Items from a dataset:
-=-=-=-=-

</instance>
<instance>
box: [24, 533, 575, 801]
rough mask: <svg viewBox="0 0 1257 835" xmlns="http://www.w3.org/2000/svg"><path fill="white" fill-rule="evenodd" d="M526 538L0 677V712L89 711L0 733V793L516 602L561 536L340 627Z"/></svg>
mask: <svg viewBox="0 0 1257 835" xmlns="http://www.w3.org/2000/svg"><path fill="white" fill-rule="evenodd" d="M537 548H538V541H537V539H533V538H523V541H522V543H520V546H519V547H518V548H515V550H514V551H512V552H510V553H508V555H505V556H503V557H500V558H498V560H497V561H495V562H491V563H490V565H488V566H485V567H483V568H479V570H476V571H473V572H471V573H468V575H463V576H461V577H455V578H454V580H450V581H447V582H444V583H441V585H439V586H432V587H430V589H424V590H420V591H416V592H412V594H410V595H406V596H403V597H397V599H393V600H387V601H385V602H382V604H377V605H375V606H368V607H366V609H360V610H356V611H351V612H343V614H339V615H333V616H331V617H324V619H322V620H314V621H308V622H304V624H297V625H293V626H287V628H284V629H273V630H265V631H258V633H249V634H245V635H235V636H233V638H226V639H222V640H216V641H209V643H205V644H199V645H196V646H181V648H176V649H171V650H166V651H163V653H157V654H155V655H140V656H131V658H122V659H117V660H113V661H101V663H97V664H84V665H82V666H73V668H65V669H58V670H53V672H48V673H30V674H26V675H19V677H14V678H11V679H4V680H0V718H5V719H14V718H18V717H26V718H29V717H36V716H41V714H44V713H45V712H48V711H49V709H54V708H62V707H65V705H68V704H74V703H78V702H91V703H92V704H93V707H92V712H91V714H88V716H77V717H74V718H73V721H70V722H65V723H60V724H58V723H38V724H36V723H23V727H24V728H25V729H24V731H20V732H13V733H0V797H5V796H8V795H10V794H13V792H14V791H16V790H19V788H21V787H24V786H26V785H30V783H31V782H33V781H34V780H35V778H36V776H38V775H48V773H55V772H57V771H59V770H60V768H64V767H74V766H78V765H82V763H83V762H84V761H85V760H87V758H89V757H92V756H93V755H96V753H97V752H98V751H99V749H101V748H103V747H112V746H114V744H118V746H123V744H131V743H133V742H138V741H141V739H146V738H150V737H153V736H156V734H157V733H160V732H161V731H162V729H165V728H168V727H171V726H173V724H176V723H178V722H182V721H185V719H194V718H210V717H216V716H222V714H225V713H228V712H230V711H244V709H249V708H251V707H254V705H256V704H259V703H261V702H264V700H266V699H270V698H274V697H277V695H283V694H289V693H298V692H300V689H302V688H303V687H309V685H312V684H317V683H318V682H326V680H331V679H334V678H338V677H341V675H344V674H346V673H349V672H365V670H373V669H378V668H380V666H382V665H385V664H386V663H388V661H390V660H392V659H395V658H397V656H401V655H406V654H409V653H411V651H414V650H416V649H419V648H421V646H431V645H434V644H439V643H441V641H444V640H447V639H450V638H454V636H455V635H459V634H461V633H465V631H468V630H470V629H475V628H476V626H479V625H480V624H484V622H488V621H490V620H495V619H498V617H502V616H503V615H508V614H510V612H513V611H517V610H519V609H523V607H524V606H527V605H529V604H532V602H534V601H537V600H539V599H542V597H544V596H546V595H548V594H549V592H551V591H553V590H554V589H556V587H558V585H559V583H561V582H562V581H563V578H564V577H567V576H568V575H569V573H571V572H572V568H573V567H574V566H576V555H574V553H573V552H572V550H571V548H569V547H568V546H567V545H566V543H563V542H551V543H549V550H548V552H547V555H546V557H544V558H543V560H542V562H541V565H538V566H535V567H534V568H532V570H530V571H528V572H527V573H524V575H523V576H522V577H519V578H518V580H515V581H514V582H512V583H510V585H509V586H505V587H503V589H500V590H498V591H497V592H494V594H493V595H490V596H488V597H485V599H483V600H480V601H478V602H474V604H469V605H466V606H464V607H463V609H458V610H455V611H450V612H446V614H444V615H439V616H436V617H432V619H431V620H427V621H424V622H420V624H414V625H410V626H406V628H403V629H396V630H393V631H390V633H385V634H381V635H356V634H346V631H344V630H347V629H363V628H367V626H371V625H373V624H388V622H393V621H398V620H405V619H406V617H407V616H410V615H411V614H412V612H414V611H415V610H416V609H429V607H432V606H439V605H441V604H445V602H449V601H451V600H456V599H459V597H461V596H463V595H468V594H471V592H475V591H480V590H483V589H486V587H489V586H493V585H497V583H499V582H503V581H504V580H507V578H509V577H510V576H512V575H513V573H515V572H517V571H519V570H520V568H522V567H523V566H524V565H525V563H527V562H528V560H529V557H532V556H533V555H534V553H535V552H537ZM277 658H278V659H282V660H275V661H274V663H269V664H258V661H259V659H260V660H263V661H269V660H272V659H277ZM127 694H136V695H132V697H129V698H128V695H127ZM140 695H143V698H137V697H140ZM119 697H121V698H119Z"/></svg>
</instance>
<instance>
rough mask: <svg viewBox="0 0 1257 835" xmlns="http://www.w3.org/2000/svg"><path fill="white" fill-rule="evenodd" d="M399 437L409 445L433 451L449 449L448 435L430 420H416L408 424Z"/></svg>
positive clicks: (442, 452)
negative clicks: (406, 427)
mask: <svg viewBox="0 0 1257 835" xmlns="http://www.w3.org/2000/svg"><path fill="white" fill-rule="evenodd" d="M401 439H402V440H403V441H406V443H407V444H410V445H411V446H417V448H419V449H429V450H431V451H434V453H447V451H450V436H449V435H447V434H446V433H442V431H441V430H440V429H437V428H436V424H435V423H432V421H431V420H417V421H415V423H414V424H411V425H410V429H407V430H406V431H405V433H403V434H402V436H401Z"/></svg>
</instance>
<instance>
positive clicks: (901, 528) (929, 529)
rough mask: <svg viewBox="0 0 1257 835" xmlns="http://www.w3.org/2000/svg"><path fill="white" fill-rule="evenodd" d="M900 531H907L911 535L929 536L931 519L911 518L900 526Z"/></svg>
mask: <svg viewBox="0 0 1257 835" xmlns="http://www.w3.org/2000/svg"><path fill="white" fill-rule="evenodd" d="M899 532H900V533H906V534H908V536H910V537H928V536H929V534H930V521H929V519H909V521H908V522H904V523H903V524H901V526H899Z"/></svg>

-=-=-=-=-

### Job item
Reproduce every entry above, line for line, with no changes.

### The completed task
</instance>
<instance>
box: [24, 533, 575, 801]
rough mask: <svg viewBox="0 0 1257 835" xmlns="http://www.w3.org/2000/svg"><path fill="white" fill-rule="evenodd" d="M526 538L0 677V712L89 711L0 733V793L516 602L561 536L340 627Z"/></svg>
mask: <svg viewBox="0 0 1257 835" xmlns="http://www.w3.org/2000/svg"><path fill="white" fill-rule="evenodd" d="M537 548H538V541H537V539H533V538H523V541H522V543H520V546H519V547H518V548H515V550H514V551H512V552H510V553H508V555H505V556H503V557H500V558H498V560H497V561H495V562H491V563H490V565H488V566H485V567H483V568H479V570H476V571H473V572H471V573H468V575H463V576H461V577H455V578H454V580H450V581H447V582H444V583H441V585H439V586H432V587H430V589H424V590H420V591H416V592H412V594H410V595H406V596H403V597H397V599H393V600H387V601H385V602H382V604H377V605H375V606H368V607H366V609H360V610H356V611H351V612H343V614H339V615H333V616H331V617H324V619H322V620H314V621H308V622H304V624H297V625H293V626H287V628H284V629H273V630H265V631H258V633H249V634H245V635H235V636H233V638H226V639H222V640H216V641H209V643H205V644H199V645H196V646H181V648H176V649H171V650H166V651H163V653H157V654H155V655H140V656H131V658H122V659H117V660H113V661H101V663H97V664H84V665H82V666H73V668H65V669H58V670H53V672H48V673H30V674H26V675H19V677H14V678H11V679H4V680H0V718H5V719H14V718H18V717H26V718H29V717H36V716H41V714H44V713H45V712H48V711H49V709H54V708H62V707H65V705H68V704H74V703H78V702H91V703H92V704H93V707H92V712H91V714H88V716H77V717H74V718H73V721H70V722H65V723H60V724H58V723H38V724H36V723H23V727H24V728H25V729H24V731H20V732H13V733H0V797H5V796H8V795H10V794H13V792H14V791H16V790H19V788H21V787H24V786H26V785H30V783H31V782H33V781H34V780H35V778H36V776H38V775H48V773H55V772H57V771H59V770H60V768H64V767H74V766H78V765H82V763H83V762H84V761H85V760H87V758H89V757H92V756H93V755H96V753H97V752H98V751H99V749H101V748H103V747H112V746H114V744H118V746H123V744H131V743H133V742H138V741H141V739H146V738H150V737H153V736H156V734H157V733H160V732H161V731H162V729H165V728H168V727H171V726H173V724H176V723H178V722H182V721H185V719H194V718H210V717H216V716H222V714H225V713H228V712H230V711H244V709H249V708H251V707H254V705H256V704H259V703H261V702H264V700H266V699H270V698H274V697H277V695H283V694H289V693H298V692H300V689H302V688H303V687H309V685H312V684H317V683H318V682H326V680H331V679H334V678H338V677H341V675H344V674H346V673H349V672H365V670H373V669H378V668H380V666H382V665H385V664H386V663H388V661H390V660H392V659H395V658H397V656H401V655H406V654H409V653H411V651H414V650H416V649H419V648H421V646H431V645H434V644H439V643H441V641H444V640H447V639H450V638H454V636H455V635H459V634H461V633H465V631H468V630H470V629H475V628H476V626H479V625H480V624H484V622H488V621H490V620H495V619H498V617H502V616H503V615H508V614H510V612H513V611H517V610H519V609H523V607H524V606H527V605H529V604H532V602H534V601H537V600H539V599H542V597H544V596H546V595H548V594H549V592H551V591H553V590H554V589H556V587H558V585H559V583H561V582H562V581H563V578H564V577H567V576H568V575H569V573H571V572H572V568H573V567H574V566H576V555H574V553H573V552H572V550H571V548H569V547H568V546H567V545H566V543H563V542H551V543H549V550H548V552H547V555H546V557H544V558H543V560H542V562H541V565H538V566H535V567H534V568H532V570H530V571H528V572H527V573H524V575H523V576H522V577H519V578H518V580H515V581H514V582H512V583H510V585H509V586H505V587H503V589H500V590H498V591H497V592H494V594H493V595H490V596H488V597H485V599H483V600H480V601H478V602H474V604H469V605H466V606H464V607H463V609H458V610H455V611H450V612H446V614H444V615H439V616H436V617H432V619H431V620H427V621H424V622H420V624H414V625H410V626H406V628H403V629H396V630H393V631H390V633H385V634H381V635H356V634H346V631H344V630H347V629H363V628H367V626H371V625H373V624H388V622H393V621H398V620H405V619H406V617H407V616H410V615H411V614H412V612H414V611H415V610H416V609H429V607H432V606H439V605H441V604H445V602H449V601H451V600H456V599H459V597H461V596H463V595H468V594H471V592H475V591H480V590H483V589H486V587H489V586H493V585H497V583H499V582H503V581H504V580H507V578H509V577H510V576H512V575H513V573H515V572H517V571H519V570H520V568H522V567H523V566H524V565H525V563H527V562H528V560H529V557H532V556H533V555H534V553H535V552H537ZM277 658H278V659H282V660H275V661H274V663H269V664H258V661H259V659H260V660H263V661H269V660H272V659H277ZM127 694H136V695H132V697H129V698H128V695H127ZM140 695H143V698H137V697H140ZM119 697H121V698H119Z"/></svg>
</instance>
<instance>
rough mask: <svg viewBox="0 0 1257 835" xmlns="http://www.w3.org/2000/svg"><path fill="white" fill-rule="evenodd" d="M399 437L409 445L433 451L449 449L448 435L430 420H416L408 424Z"/></svg>
positive clicks: (442, 452)
negative clicks: (406, 427)
mask: <svg viewBox="0 0 1257 835" xmlns="http://www.w3.org/2000/svg"><path fill="white" fill-rule="evenodd" d="M401 439H402V440H403V441H406V443H407V444H410V445H411V446H417V448H419V449H429V450H431V451H434V453H447V451H450V436H449V435H447V434H446V433H442V431H441V430H440V429H437V428H436V424H435V423H432V421H431V420H417V421H415V423H414V424H411V425H410V429H407V430H406V431H405V433H403V434H402V436H401Z"/></svg>
</instance>
<instance>
positive clicks: (901, 528) (929, 529)
rough mask: <svg viewBox="0 0 1257 835" xmlns="http://www.w3.org/2000/svg"><path fill="white" fill-rule="evenodd" d="M900 531H907L911 535L929 536L931 519L911 518L900 526Z"/></svg>
mask: <svg viewBox="0 0 1257 835" xmlns="http://www.w3.org/2000/svg"><path fill="white" fill-rule="evenodd" d="M899 532H900V533H906V534H908V536H910V537H928V536H929V534H930V521H929V519H909V521H908V522H904V523H903V524H901V526H899Z"/></svg>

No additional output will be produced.